— PROVIDED PASSAGE —
____

As wine production is separated from grape growing, the trade in bulk wine becomes more important. According to Comtrade, the US imported 289 million liters of bulk wine in 2014. That was 29% of total US wine imports. There is also a lot of intra-US bulk trading. For example, Table 1 is a sample of the 1,451 bulk wine offerings for sale on the Turrentine Brokerage’s website. Note that some are listed by the varietal while others are more general – “dry red”, “dry white”.

Table 1. Bulk Wines for Sale

Source: Turrentine Brokerage

Brand Names Moving Away From Region and Grape

 Table 2 illustrates some of what is happening in the wine industry. In addition to sales and average growth rates of selected brands, it also provides the number of wines each brand offers along with the number of its labels where:

  1. No grape is mentioned or
  2. The wine is designated as a blend.

Table 2. – Brand Sales and Compound Annual Growth Rates

Source: The Beverage Information & Insights Group and various brand web sites.

Barefoot is a real phenomenon. It is now the world’s largest wine brand, has no vineyards and sources bulk wine globally. It features Jennifer Wall as its wine “blender.” It has 10 red selections. In 3 of them, no grape is mentioned in the label (Rosa Red Blend, Sweet Red Blend, and Rich Red Blend). It sells 5 whites. And in its line of 11 sparkling wines, 7 do not mention a grape in the label. Barefoot recently came out with a new line – Barefoot Refresh. There are 5 offerings none of which mention the grape. 16 of Barefoot wines mention “California” as the region and 1 lists “Italy.”

____

— TASKS —
**1)** According to the wine industry text above, what share of total US wine imports did bulk wine make up in 2014?
**2)** Please continue the wine industry text above, picking up right after its final sentence.

____

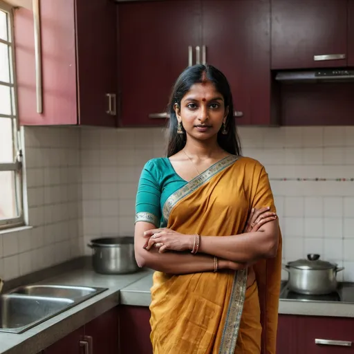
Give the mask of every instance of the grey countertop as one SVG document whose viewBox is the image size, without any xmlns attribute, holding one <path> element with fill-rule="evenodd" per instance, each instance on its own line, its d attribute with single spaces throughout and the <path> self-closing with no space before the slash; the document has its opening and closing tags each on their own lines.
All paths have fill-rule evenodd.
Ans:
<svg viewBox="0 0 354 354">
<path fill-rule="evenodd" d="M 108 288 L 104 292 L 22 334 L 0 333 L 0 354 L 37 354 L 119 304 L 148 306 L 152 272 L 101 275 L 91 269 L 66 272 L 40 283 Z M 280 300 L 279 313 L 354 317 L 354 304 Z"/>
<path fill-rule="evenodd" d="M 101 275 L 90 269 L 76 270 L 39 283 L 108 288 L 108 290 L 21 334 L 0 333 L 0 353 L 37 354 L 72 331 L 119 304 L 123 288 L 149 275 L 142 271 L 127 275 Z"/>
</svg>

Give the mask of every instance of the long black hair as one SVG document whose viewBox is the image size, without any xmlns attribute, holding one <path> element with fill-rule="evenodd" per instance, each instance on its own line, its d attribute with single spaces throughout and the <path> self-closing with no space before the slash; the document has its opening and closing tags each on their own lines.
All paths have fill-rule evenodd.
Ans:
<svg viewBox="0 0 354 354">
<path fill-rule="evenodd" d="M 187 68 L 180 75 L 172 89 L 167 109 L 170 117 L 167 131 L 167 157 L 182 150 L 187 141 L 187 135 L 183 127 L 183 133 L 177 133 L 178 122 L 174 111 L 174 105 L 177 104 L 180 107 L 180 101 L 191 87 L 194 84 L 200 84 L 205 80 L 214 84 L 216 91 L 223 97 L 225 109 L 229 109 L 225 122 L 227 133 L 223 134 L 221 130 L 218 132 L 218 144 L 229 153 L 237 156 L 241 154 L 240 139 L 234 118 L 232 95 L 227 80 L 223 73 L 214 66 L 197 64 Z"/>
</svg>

____

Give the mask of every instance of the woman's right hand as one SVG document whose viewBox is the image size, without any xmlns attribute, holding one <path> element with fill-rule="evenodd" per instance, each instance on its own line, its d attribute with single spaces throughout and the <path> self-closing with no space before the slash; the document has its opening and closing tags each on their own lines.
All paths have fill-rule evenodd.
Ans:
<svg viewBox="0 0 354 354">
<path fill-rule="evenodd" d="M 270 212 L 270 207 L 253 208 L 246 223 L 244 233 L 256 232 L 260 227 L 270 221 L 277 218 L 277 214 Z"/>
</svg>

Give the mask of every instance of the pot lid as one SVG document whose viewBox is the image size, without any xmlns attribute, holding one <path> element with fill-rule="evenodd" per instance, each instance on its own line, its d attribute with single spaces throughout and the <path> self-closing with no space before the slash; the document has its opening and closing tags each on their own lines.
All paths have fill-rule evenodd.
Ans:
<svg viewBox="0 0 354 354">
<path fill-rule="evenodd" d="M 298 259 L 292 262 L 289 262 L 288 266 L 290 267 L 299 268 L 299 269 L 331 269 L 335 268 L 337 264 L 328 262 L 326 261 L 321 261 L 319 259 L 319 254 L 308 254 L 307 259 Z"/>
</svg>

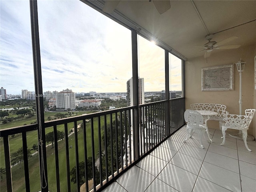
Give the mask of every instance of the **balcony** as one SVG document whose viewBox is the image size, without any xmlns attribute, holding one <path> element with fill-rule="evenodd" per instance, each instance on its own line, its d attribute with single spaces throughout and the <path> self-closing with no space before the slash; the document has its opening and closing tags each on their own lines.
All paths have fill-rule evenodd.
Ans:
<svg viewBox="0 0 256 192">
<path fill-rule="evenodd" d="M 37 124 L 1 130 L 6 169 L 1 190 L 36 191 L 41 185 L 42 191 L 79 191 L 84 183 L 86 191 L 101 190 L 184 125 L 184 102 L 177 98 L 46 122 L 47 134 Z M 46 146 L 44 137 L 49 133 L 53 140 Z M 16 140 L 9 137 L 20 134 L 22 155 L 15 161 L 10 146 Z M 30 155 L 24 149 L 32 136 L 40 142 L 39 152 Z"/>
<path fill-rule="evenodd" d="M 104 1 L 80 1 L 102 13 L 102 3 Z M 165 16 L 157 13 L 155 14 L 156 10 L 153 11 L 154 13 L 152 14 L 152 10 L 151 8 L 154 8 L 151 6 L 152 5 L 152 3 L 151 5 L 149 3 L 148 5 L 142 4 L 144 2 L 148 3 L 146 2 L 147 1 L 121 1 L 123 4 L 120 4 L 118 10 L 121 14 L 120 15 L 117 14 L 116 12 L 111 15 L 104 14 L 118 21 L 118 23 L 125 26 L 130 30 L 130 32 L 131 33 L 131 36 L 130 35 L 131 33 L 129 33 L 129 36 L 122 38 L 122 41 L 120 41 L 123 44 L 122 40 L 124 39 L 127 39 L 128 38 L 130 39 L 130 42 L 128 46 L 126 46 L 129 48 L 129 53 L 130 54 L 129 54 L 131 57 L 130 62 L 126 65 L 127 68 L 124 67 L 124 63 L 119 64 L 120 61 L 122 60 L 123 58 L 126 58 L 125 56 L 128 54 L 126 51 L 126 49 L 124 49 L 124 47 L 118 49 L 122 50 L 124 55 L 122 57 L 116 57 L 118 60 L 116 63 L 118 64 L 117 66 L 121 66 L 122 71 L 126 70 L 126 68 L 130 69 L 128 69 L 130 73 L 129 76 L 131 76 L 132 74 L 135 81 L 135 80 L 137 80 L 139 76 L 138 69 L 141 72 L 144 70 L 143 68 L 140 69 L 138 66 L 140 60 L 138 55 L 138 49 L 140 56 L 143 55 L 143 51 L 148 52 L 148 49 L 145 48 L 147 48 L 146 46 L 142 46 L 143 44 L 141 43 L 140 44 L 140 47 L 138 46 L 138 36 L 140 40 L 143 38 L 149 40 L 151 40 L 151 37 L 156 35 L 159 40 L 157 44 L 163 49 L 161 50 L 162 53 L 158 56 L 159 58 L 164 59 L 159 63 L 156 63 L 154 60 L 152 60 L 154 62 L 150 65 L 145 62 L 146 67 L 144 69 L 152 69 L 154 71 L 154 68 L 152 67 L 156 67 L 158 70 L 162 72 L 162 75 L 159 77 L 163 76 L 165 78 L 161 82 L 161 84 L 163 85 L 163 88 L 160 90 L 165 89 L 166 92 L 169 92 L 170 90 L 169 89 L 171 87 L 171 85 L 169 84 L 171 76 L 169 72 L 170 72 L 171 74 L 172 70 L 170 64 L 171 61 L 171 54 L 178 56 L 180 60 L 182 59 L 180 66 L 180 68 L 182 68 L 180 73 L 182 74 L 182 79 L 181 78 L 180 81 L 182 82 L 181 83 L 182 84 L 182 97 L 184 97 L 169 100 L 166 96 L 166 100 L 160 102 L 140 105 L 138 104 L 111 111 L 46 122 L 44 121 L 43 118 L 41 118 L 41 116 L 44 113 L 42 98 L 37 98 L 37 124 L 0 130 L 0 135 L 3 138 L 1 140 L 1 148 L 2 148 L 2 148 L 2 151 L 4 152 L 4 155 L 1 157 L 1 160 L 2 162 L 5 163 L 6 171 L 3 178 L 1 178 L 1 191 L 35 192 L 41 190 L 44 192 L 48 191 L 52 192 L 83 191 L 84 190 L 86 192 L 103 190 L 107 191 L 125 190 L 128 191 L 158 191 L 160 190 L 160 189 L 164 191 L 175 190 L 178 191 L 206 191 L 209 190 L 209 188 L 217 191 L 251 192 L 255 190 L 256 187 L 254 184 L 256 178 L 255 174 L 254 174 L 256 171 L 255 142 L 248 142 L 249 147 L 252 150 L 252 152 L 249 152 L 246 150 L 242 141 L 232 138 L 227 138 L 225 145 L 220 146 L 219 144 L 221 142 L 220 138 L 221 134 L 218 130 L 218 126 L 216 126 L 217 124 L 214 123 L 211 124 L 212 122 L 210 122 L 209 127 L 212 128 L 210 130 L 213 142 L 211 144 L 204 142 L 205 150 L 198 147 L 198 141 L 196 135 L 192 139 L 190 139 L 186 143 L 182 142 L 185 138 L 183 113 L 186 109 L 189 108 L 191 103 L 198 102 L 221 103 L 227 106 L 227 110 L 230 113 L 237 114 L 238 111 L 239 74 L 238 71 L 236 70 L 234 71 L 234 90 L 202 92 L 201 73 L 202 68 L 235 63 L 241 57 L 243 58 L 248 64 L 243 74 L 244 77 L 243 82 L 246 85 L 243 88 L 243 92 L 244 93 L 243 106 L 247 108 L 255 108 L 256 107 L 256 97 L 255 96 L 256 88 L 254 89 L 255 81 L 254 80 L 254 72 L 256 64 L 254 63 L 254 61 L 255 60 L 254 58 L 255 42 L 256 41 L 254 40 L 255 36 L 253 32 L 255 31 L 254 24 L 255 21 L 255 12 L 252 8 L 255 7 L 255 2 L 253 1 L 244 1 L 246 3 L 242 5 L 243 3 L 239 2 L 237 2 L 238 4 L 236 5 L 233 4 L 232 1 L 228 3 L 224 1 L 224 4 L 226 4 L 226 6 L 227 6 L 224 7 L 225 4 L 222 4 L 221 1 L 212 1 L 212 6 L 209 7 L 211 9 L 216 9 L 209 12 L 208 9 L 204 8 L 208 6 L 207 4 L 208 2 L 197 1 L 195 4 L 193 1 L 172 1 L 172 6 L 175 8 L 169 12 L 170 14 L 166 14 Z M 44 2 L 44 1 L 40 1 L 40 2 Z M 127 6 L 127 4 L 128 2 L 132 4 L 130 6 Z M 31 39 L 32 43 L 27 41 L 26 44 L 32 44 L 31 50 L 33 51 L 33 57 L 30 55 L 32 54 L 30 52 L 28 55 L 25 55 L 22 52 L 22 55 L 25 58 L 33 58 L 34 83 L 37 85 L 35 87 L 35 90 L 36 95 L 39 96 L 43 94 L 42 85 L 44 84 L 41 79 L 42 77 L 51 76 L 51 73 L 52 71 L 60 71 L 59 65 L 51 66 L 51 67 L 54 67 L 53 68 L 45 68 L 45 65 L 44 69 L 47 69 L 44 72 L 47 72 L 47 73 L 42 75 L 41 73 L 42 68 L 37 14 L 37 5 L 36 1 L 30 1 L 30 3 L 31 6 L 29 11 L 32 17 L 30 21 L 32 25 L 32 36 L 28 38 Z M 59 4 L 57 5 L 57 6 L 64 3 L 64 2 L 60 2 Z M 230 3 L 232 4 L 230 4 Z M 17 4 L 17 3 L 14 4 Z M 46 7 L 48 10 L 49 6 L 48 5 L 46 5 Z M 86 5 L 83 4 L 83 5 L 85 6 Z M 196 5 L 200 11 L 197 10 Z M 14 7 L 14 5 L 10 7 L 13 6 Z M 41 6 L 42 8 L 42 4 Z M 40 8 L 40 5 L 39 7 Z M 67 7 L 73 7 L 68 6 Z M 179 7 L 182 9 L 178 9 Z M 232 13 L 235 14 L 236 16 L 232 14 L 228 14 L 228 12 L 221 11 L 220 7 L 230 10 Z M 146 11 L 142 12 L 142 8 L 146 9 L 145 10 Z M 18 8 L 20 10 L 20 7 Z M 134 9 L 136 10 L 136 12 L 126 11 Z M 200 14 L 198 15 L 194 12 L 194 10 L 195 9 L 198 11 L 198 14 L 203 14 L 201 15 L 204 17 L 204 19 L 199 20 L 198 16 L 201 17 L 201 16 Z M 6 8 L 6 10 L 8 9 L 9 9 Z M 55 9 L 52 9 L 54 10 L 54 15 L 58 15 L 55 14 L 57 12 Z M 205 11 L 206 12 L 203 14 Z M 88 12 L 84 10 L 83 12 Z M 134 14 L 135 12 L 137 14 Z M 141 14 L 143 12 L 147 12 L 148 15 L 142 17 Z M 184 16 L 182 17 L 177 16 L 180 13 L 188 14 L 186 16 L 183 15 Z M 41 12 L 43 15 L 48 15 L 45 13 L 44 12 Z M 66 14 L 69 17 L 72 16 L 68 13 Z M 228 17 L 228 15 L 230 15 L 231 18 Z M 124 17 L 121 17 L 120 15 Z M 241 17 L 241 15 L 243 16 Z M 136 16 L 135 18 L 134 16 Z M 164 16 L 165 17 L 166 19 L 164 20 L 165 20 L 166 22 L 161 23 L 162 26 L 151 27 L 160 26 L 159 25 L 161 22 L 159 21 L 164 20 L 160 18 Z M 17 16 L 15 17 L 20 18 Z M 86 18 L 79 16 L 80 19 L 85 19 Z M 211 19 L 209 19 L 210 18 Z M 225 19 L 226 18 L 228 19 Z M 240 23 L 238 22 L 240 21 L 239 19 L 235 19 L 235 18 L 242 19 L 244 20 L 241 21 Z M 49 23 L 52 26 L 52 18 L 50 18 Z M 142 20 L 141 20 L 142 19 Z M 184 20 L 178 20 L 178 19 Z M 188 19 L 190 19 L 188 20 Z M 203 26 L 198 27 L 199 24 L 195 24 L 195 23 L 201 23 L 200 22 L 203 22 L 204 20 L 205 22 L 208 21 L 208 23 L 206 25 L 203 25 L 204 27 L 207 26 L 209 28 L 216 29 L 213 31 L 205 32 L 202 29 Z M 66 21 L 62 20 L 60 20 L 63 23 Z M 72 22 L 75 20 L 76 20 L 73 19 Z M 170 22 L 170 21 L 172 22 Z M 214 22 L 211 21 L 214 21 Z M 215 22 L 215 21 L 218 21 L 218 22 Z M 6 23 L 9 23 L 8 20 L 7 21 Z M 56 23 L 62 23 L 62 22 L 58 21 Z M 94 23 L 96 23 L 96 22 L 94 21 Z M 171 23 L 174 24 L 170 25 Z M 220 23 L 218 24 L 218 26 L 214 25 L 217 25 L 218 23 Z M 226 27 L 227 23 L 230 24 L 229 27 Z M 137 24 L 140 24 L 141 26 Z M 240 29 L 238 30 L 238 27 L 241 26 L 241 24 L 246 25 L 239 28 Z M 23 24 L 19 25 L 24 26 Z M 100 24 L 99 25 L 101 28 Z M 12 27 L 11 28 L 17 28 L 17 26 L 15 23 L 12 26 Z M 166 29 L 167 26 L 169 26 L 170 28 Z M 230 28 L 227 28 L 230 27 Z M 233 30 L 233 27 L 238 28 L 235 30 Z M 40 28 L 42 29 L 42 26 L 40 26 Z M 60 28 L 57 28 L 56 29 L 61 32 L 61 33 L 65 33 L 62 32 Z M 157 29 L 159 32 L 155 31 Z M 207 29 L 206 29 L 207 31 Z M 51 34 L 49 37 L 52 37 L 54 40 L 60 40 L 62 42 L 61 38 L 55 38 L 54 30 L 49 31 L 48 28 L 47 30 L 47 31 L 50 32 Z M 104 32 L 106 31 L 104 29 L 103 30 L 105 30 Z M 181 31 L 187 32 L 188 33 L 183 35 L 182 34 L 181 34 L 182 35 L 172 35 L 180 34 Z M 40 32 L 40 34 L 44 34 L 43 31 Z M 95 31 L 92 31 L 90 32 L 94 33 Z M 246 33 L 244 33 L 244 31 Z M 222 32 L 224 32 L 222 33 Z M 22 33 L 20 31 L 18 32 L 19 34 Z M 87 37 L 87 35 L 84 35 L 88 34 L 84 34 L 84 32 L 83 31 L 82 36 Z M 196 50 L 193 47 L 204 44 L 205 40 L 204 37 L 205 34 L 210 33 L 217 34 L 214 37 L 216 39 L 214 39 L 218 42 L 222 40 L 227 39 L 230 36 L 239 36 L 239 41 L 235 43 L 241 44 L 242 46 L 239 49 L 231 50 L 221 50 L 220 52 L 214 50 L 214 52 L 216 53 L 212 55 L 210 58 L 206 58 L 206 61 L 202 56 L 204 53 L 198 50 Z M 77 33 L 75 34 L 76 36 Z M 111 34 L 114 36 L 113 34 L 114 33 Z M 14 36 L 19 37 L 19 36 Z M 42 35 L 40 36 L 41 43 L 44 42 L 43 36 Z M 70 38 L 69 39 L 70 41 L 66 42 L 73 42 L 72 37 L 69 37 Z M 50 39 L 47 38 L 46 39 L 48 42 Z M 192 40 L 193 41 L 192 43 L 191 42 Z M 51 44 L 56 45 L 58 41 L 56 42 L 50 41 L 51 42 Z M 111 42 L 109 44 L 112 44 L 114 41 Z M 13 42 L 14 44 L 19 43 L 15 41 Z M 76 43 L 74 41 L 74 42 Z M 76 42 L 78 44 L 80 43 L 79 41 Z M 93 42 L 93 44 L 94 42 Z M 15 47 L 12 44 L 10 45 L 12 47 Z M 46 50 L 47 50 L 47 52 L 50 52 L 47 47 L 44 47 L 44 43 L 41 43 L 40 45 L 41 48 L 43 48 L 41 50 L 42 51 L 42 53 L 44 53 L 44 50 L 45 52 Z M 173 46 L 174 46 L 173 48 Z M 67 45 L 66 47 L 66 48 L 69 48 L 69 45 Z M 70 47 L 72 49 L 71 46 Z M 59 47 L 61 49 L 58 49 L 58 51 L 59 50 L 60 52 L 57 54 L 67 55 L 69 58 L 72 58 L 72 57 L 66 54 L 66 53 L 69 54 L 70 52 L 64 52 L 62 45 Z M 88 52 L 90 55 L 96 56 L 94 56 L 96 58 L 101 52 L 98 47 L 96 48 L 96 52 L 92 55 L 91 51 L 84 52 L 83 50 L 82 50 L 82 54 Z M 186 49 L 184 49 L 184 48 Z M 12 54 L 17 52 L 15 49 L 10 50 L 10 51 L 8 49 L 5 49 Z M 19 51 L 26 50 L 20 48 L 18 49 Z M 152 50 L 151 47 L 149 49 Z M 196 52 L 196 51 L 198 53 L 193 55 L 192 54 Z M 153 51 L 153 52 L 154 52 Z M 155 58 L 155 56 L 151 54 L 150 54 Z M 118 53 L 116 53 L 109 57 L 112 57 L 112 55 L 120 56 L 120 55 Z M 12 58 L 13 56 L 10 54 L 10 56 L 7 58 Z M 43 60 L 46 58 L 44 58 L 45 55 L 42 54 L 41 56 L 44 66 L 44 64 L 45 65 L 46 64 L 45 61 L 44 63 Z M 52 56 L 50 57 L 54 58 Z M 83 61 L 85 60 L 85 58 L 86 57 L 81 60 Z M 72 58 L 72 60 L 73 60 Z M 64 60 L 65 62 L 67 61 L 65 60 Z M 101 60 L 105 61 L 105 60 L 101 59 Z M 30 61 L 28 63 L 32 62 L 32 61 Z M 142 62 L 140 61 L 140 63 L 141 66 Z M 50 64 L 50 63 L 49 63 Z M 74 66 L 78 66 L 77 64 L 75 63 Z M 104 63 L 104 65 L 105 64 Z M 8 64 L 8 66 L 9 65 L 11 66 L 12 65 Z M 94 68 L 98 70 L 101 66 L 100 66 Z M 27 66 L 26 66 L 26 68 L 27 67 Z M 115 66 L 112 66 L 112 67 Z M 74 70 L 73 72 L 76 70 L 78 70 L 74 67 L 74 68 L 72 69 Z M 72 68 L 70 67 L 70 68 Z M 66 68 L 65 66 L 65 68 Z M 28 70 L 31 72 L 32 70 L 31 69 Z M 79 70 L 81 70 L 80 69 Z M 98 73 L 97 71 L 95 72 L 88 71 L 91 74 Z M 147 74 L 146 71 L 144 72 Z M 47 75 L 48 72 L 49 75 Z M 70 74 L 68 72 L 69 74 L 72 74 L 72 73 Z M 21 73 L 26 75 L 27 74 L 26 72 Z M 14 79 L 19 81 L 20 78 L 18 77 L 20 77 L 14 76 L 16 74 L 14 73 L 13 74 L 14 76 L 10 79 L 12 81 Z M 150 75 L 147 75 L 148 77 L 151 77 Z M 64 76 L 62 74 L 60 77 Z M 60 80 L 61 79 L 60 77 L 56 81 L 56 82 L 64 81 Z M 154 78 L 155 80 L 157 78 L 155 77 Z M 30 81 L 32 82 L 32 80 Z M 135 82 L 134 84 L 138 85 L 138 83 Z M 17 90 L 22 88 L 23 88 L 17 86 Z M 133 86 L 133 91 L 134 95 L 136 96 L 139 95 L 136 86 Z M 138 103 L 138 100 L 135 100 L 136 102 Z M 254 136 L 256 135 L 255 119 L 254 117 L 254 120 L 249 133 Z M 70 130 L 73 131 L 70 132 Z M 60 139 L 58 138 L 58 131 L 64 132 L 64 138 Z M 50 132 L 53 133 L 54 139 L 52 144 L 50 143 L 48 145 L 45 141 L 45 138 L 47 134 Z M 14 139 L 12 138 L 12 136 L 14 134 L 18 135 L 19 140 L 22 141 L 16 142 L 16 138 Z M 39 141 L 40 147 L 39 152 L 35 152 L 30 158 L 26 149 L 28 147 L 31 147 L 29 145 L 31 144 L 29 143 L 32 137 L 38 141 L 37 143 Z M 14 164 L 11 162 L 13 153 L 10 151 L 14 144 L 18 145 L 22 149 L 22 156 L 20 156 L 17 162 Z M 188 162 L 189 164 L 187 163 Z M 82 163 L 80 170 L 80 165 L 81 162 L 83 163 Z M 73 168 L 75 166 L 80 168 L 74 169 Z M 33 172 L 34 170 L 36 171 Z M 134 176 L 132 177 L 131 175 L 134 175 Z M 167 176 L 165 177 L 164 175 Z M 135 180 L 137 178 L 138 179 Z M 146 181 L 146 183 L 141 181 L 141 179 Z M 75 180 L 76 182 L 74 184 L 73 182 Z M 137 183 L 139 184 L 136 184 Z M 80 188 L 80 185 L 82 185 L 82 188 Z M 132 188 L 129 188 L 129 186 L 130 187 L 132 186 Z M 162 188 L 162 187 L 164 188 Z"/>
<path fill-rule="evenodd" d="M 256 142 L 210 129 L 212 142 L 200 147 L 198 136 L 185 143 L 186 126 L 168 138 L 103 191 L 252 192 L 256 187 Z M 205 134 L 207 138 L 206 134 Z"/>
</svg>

____

— ANSWERS TO THIS EXERCISE —
**1)** 29%

**2)**
Bota Box is also quite interesting. Unlike Barefoot, it mentions the grape in all but two of its offerings. It is also quite specific where its wines come from: its Cabernet Sauvignon and Malbec from Argentina, its Pinot Noir from Chile and its others come from California. Until recently, it had one blend but just offered a new one – Bota Box Nighthawk. No mention of grapes on the label or on its web site. It describes Nighthawk as follows:

“Nighthawk unveils rich aromas of raspberry, blackberry, caramel and hints of vanilla.  With lush flavors of deep berry, fig jam, dark chocolate, toasted marshmallow and baking spice, this smooth, full-bodied wine culminates in a juicy, lingering finish.”

Chris Indelicato, President of Delicato Family Vineyards that owns Bota Box said: “”As revealed by our recent 2015 Delicato Wine Insights study, Premium 3-Liter Box wine enthusiasts are also frequent consumers of 750ml wines priced $8-10.99 – a segment whose growth has been largely fueled by red blends and particularly dark red blends.

Apothic is the most rapidly growing brand in Table 2 – an average annual growth rate of 93% since 2010. It has 3 wines. Its labels: “Red”, “Dark”, and “White”. They are all blends. Its descriptors:

  • “Red” – “Dark red fruit complemented by hints of vanilla and mocha.”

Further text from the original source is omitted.